* Start SOURCE DOCUMENT *

And later, after identifying the cases that progressively relaxed the "normal" requirement the learned authors state:


"In these later cases reliance was placed on the words of Lord Davey in Salomon's case itself that "the company is bound in a matter intra vires by the unanimous agreement of its members". What now seems clear is that there does not have to be unanimous agreement of all members but merely agreement or tacit aquiescence of all members entitled to vote on the matter. But it appears that nothing less will suffice."


  1. Secondly, I know of no law prohibiting persons attending a private meeting from holding pre-meeting discussions and working out a strategy or plan to effect or implement any lawful purpose prior to the actual meeting taking place. Indeed, given the novelty, magnitude, and importance of the proposed changes in the directorships of ITL, and in the Ifira Trust beneficiary groupings from four (4) matarau to thirty one (31) warakali, it would have been naïve to leave such significant changes purely to chance and the vagries of uninformed beneficiaries and potentially hostile dissenters without some prior explanation, organization and canvassing of support.

* End SOURCE DOCUMENT *

Write the next part of the court judgment on the Ifira Trust changes, picking up after its final sentence.

* Start EXTRACTED MATERIAL *

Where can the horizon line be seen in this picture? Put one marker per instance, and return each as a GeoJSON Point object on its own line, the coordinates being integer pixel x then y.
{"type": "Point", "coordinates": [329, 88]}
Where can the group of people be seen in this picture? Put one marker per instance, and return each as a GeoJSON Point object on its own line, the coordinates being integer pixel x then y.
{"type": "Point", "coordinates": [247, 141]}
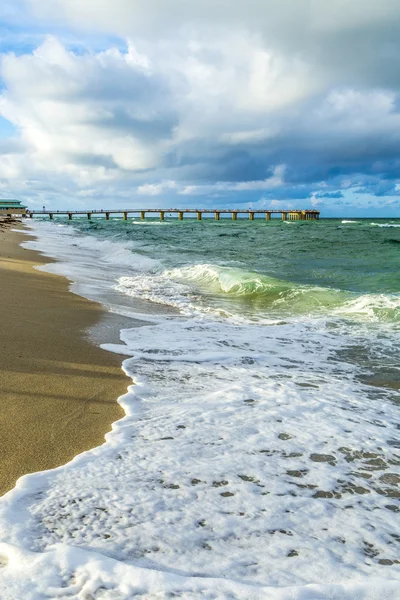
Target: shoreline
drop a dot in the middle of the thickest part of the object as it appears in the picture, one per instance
(58, 390)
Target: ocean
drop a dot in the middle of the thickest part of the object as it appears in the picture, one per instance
(259, 456)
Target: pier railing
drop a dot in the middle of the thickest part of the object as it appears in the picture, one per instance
(287, 215)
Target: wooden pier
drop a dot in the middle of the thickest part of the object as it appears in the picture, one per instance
(286, 215)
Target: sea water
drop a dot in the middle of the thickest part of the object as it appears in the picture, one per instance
(259, 456)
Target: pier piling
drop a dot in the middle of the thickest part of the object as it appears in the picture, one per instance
(291, 215)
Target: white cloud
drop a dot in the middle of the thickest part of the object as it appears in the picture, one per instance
(209, 97)
(155, 189)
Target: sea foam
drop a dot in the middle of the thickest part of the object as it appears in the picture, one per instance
(251, 463)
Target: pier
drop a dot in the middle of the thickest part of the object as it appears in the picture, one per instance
(286, 215)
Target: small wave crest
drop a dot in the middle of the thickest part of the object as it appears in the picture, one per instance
(230, 292)
(373, 307)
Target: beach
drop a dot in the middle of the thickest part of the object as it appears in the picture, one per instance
(58, 390)
(253, 461)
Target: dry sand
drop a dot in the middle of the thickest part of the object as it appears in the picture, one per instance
(58, 392)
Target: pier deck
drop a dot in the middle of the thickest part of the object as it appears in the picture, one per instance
(291, 215)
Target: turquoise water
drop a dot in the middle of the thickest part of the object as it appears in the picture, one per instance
(265, 407)
(274, 267)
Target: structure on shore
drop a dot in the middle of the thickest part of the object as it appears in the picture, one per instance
(11, 207)
(287, 215)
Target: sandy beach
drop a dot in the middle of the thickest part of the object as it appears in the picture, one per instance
(58, 391)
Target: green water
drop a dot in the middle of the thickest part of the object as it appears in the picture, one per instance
(274, 267)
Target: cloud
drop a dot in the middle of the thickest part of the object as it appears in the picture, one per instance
(293, 99)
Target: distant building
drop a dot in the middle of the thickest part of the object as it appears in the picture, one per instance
(12, 207)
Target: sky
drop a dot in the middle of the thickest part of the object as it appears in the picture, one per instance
(201, 103)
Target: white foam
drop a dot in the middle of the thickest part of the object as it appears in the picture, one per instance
(251, 464)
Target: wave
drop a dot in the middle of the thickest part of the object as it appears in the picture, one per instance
(373, 307)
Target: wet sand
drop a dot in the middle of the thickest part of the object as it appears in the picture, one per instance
(58, 391)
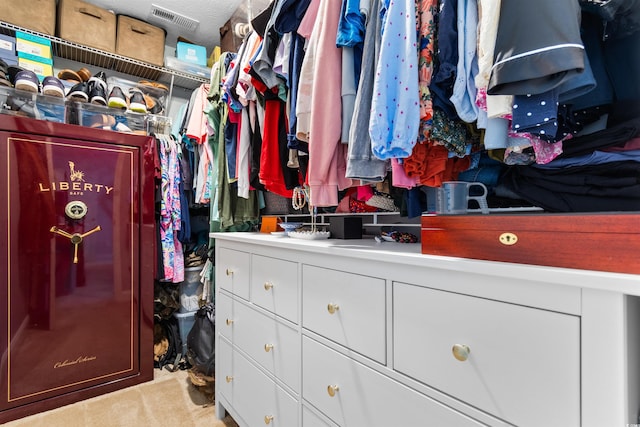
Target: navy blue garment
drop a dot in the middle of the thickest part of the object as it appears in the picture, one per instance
(594, 188)
(622, 17)
(351, 25)
(623, 64)
(446, 58)
(291, 13)
(416, 202)
(602, 94)
(536, 60)
(536, 114)
(616, 135)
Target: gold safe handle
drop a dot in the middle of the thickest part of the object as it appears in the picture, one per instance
(75, 238)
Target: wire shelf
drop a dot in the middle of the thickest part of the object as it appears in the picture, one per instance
(110, 61)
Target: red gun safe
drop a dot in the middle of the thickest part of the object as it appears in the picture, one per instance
(77, 245)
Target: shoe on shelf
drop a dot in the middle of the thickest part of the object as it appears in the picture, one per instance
(78, 92)
(27, 80)
(52, 86)
(84, 74)
(136, 101)
(97, 94)
(117, 98)
(100, 78)
(69, 75)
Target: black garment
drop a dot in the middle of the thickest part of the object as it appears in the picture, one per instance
(610, 137)
(259, 23)
(538, 60)
(446, 58)
(613, 186)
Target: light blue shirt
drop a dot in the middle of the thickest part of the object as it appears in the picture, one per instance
(395, 110)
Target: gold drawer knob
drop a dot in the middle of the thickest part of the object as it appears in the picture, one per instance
(461, 352)
(332, 308)
(508, 239)
(332, 390)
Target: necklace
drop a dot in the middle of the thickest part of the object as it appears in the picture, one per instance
(299, 198)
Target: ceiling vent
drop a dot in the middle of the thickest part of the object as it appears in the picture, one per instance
(175, 18)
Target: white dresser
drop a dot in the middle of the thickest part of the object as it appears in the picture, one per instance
(356, 333)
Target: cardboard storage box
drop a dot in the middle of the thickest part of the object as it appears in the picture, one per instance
(86, 24)
(597, 241)
(36, 15)
(7, 45)
(138, 40)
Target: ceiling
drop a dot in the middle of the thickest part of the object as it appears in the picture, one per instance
(198, 21)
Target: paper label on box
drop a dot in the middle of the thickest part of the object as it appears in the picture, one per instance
(6, 45)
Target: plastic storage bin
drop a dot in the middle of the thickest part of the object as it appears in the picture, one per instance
(191, 290)
(101, 117)
(27, 104)
(185, 323)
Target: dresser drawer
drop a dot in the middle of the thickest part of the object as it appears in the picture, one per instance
(274, 345)
(346, 308)
(274, 286)
(523, 365)
(259, 399)
(232, 272)
(352, 394)
(310, 419)
(224, 315)
(224, 369)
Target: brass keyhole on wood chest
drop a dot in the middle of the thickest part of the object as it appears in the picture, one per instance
(508, 239)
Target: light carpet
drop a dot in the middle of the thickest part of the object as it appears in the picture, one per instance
(167, 401)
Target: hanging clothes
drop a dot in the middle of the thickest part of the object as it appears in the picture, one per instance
(170, 211)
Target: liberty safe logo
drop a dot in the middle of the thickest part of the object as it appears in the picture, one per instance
(75, 175)
(76, 185)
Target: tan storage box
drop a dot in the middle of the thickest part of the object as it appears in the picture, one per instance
(138, 40)
(86, 24)
(36, 15)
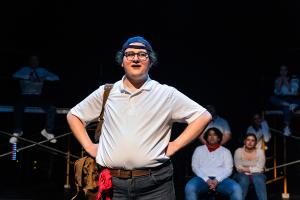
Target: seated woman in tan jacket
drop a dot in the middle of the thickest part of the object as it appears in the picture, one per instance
(249, 162)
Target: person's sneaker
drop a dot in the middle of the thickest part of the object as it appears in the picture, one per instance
(293, 106)
(49, 136)
(13, 139)
(286, 131)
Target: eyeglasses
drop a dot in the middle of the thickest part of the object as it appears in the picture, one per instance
(142, 56)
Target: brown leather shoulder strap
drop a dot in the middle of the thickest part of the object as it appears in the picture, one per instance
(107, 89)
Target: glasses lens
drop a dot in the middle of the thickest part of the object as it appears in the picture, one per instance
(142, 56)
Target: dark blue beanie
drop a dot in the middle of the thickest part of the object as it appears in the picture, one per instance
(137, 39)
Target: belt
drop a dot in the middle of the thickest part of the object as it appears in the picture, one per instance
(127, 174)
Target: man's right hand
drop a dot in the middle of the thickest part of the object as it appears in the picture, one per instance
(92, 150)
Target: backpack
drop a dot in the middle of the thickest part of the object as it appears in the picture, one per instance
(86, 169)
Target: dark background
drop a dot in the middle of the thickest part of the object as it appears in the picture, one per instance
(225, 53)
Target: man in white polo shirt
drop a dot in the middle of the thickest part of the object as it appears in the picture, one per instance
(135, 141)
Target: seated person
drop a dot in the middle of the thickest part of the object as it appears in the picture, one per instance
(212, 165)
(286, 96)
(261, 130)
(249, 162)
(219, 123)
(32, 78)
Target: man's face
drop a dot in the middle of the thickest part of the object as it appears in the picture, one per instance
(136, 62)
(250, 142)
(212, 138)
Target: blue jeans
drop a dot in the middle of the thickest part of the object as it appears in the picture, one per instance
(197, 186)
(159, 186)
(258, 182)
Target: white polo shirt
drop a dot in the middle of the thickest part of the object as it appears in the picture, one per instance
(137, 126)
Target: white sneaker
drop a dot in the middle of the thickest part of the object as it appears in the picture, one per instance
(49, 136)
(286, 131)
(13, 140)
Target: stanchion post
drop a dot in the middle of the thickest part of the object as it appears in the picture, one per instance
(285, 194)
(67, 185)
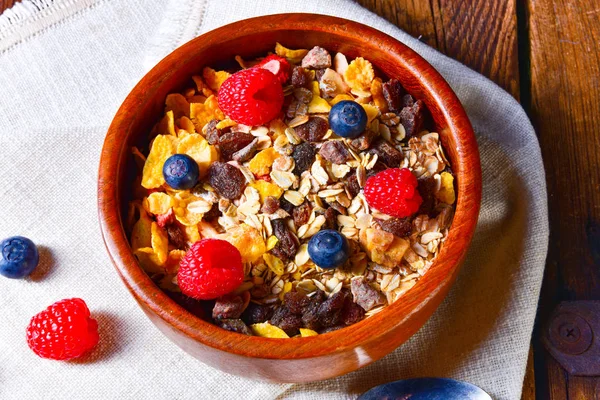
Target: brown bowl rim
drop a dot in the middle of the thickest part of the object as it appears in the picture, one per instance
(463, 226)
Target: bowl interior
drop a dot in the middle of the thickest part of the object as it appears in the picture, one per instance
(255, 37)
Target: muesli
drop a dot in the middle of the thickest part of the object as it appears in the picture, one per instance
(295, 195)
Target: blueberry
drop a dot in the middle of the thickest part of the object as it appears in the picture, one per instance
(348, 119)
(181, 172)
(328, 249)
(18, 257)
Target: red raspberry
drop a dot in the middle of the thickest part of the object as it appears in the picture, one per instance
(279, 66)
(63, 331)
(251, 97)
(394, 192)
(210, 268)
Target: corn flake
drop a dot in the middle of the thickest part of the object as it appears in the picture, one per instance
(266, 189)
(214, 79)
(274, 263)
(359, 74)
(446, 193)
(158, 203)
(248, 241)
(262, 162)
(293, 56)
(202, 113)
(162, 148)
(178, 104)
(201, 86)
(267, 330)
(197, 147)
(148, 260)
(304, 332)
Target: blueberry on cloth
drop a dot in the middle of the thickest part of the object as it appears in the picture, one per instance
(181, 172)
(18, 257)
(328, 249)
(348, 119)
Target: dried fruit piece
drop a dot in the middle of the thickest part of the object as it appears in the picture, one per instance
(231, 142)
(262, 162)
(364, 294)
(400, 227)
(313, 130)
(335, 152)
(269, 331)
(359, 74)
(387, 153)
(412, 118)
(446, 193)
(288, 243)
(393, 93)
(304, 156)
(228, 307)
(227, 180)
(317, 57)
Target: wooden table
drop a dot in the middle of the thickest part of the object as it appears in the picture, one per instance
(546, 53)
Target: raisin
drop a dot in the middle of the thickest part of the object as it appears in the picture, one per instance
(296, 302)
(330, 311)
(257, 313)
(300, 77)
(235, 325)
(301, 214)
(288, 243)
(386, 153)
(212, 214)
(412, 118)
(352, 185)
(227, 307)
(286, 320)
(176, 236)
(212, 132)
(313, 130)
(246, 153)
(304, 156)
(310, 318)
(316, 58)
(400, 227)
(286, 205)
(364, 294)
(352, 312)
(393, 93)
(270, 205)
(364, 140)
(231, 142)
(227, 180)
(426, 188)
(335, 152)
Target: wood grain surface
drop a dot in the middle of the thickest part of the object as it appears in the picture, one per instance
(560, 46)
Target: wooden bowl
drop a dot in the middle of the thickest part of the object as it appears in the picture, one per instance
(295, 359)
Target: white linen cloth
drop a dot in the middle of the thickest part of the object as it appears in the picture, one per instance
(66, 66)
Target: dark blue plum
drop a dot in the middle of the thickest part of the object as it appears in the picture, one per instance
(181, 172)
(426, 389)
(347, 119)
(328, 249)
(18, 257)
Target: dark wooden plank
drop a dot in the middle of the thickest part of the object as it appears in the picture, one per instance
(565, 109)
(480, 34)
(4, 4)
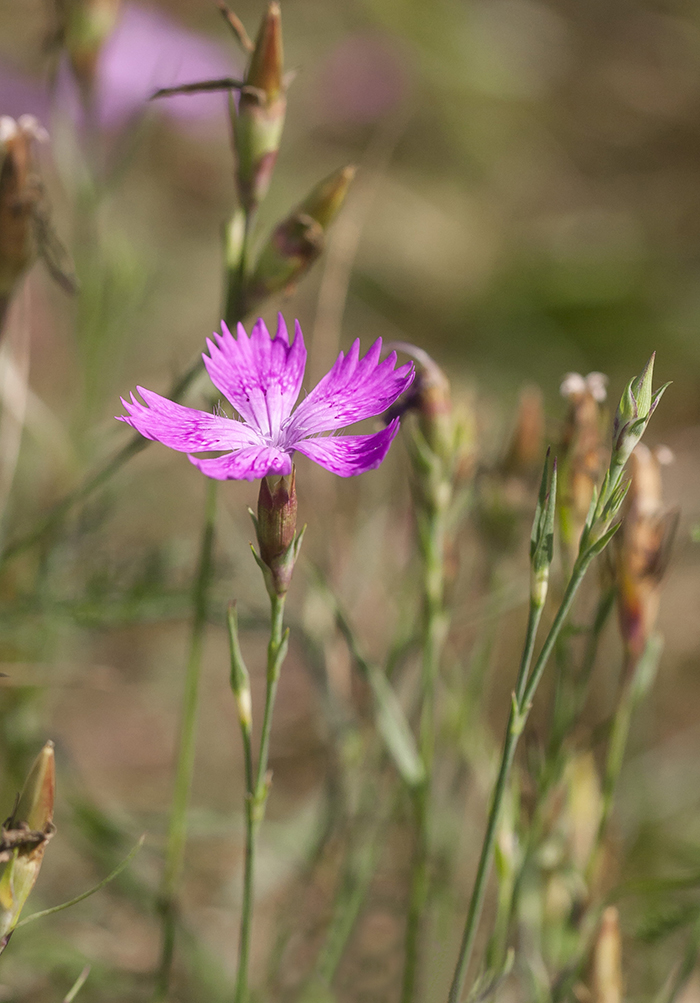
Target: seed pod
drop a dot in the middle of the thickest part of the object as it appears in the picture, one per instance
(23, 841)
(642, 549)
(582, 453)
(259, 119)
(298, 241)
(276, 528)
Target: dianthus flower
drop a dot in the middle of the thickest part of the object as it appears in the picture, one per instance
(262, 377)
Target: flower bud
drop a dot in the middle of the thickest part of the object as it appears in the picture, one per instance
(642, 547)
(297, 242)
(582, 453)
(525, 451)
(20, 192)
(276, 527)
(636, 407)
(543, 536)
(606, 975)
(260, 116)
(23, 841)
(86, 26)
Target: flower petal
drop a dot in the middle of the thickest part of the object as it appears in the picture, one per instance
(248, 463)
(354, 389)
(347, 455)
(185, 428)
(260, 375)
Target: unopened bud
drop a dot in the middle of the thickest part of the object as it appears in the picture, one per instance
(23, 841)
(606, 975)
(260, 117)
(582, 454)
(297, 242)
(636, 407)
(276, 527)
(543, 536)
(87, 25)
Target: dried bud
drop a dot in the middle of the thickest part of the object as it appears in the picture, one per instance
(642, 548)
(86, 25)
(523, 455)
(276, 528)
(606, 974)
(298, 241)
(582, 453)
(260, 116)
(23, 841)
(20, 193)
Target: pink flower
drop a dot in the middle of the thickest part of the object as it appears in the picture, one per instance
(262, 377)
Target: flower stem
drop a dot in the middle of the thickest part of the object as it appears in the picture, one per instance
(619, 735)
(434, 632)
(258, 794)
(177, 834)
(526, 687)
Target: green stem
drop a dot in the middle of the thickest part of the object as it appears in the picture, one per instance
(519, 710)
(434, 632)
(634, 679)
(177, 834)
(258, 795)
(566, 714)
(234, 312)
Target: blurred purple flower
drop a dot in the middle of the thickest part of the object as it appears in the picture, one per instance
(262, 377)
(146, 50)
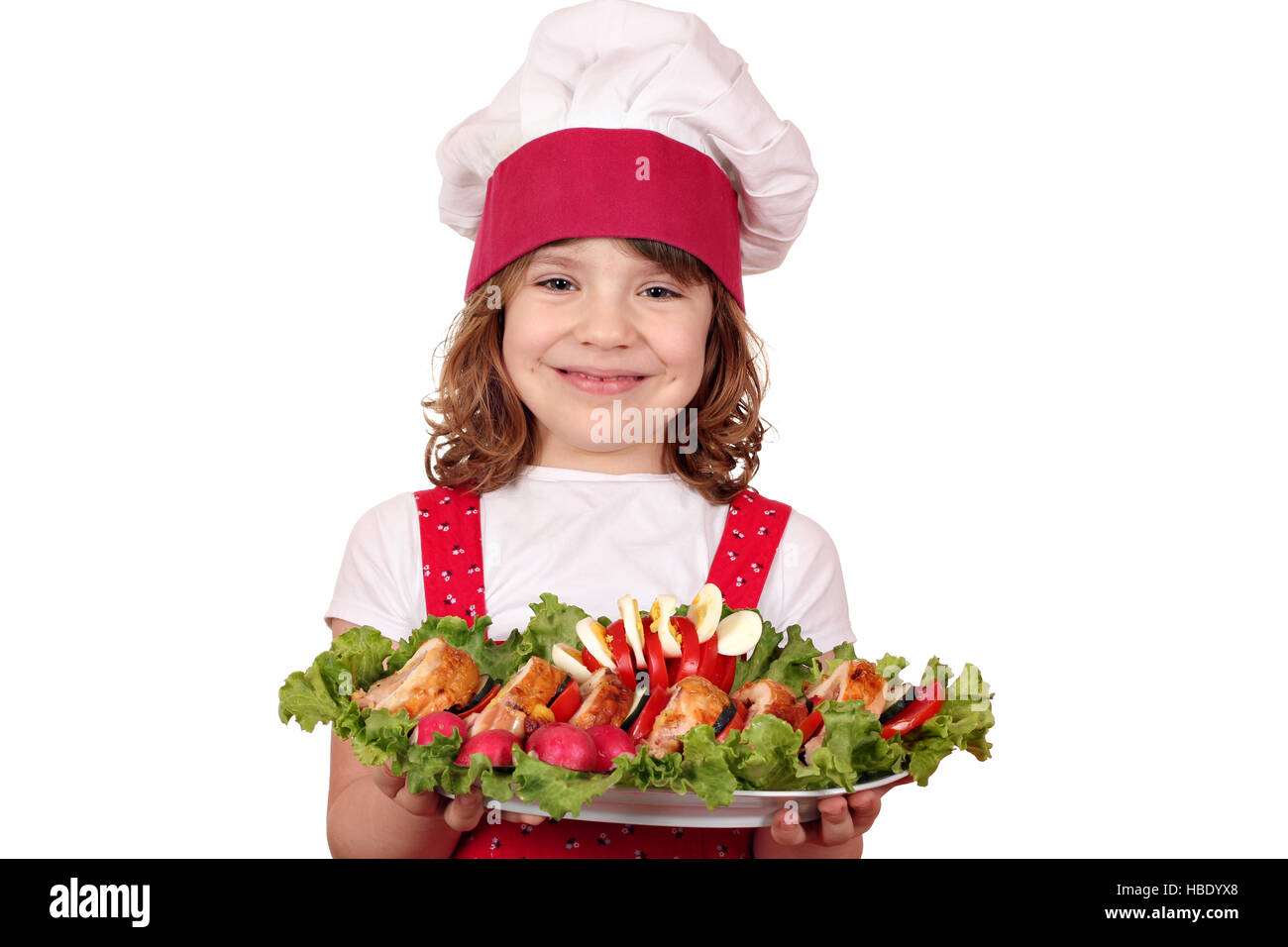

* End EXTRACTED MATERIAL *

RESPONSE:
  2. Finally, despite the colourful description in his sworn statement deposed 13 years after the event, I prefer and accept the accuracy of the contemporaneous Minutes of the beneficiary's meeting, in recording Kalpokor Kalsakau's "... full support to the restructure of ITL and that it was being planned by the current Directors for year 2000" (at p.5), secondly, his recorded clarification concerning the necessary amendment of the ITL Articles of Association from "matarau" to "warakali" (at p.7) and, finally his congratulating of "the new ITL Directors" (at p.14).
  3. Needless to say Kalpokor Kalsakau voluntarily tendered his resignation as Chairman and Director of ITL effective from Thursday 25 November 1999 at 4.30 p.m. ie. a week prior to the beneficiaries meeting and whatsmore, he was compliant in getting the written resignations of the other seven (7) directors of ITL which he forwarded under copy of his letter to the ITL solicitors dated 3 December 1999. With those resignations the ITL Board of Directors largely became vacant and needed to be urgently filled to ensure the proper management of ITL's affairs was not left in a vacuum.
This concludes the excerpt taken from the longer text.